┌─ LESETEXT
Kurzerhand kehren die Ärzte zu ihm zurück und behaupten, sie hätten sich geirrt. Worauf Theodor Storm wieder aufblüht und in der Folge seine berühmteste Novelle vollendet: "Der Schimmelreiter" erscheint im April 1888 - drei Monate vor seinem Tod.
Mit dieser Anekdote eröffnete Professor Fritz von Weizsäcker, Chefarzt für Innere Medizin der Schlosspark-Klinik in Berlin, seinen Vortrag über die Auswirkungen der personalisierten Medizin, den er in der Vorlesungsreihe "Du, Deine Gene, Deine Therapie" im Frankfurter Universitätsklinikum hielt.
Weizsäckers These: Jede Information, die ein Patient erhält, hat Einfluss auf den Verlauf seiner Erkrankung. Das gelte nicht nur wie im Fall von Theodor Storm für eine Diagnose und die damit verbundene Erwartung eines Therapieverlaufs, sondern auch für jene Prognosen, die wir mit der Entschlüsselung des Genoms erhielten.
Seine These versuchte der Berliner Arzt anhand mehrerer Praxisbeispiele über Placebo- und Nocebo-Phänomene zu belegen.
Je überzeugter der Patient, desto effektiver die Arznei
In einer Studie etwa habe man das Schmerzempfinden von Osteoporose-Patienten untersucht. Nach einer Fraktur sollten die Probanden Knochenzement injiziert bekommen. Tatsächlich jedoch erhielt nur die Hälfte von ihnen eine wirksame Injektion.
└─
• ARBEITSAUFTRAG:
Schreibe aus dem Lesetext den Abschnitt ab, der mit „Kurzerhand kehren die“ beginnt. Höre nach „des Genoms erhielten.“ auf.
┌─ MATERIALTEIL
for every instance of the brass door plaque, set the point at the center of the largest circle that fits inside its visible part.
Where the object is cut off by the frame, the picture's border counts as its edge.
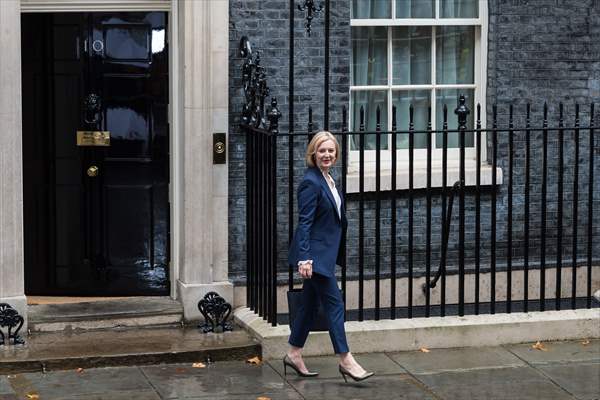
└─
• LÖSUNG:
Kurzerhand kehren die Ärzte zu ihm zurück und behaupten, sie hätten sich geirrt. Worauf Theodor Storm wieder aufblüht und in der Folge seine berühmteste Novelle vollendet: "Der Schimmelreiter" erscheint im April 1888 - drei Monate vor seinem Tod.
Mit dieser Anekdote eröffnete Professor Fritz von Weizsäcker, Chefarzt für Innere Medizin der Schlosspark-Klinik in Berlin, seinen Vortrag über die Auswirkungen der personalisierten Medizin, den er in der Vorlesungsreihe "Du, Deine Gene, Deine Therapie" im Frankfurter Universitätsklinikum hielt.
Weizsäckers These: Jede Information, die ein Patient erhält, hat Einfluss auf den Verlauf seiner Erkrankung. Das gelte nicht nur wie im Fall von Theodor Storm für eine Diagnose und die damit verbundene Erwartung eines Therapieverlaufs, sondern auch für jene Prognosen, die wir mit der Entschlüsselung des Genoms erhielten.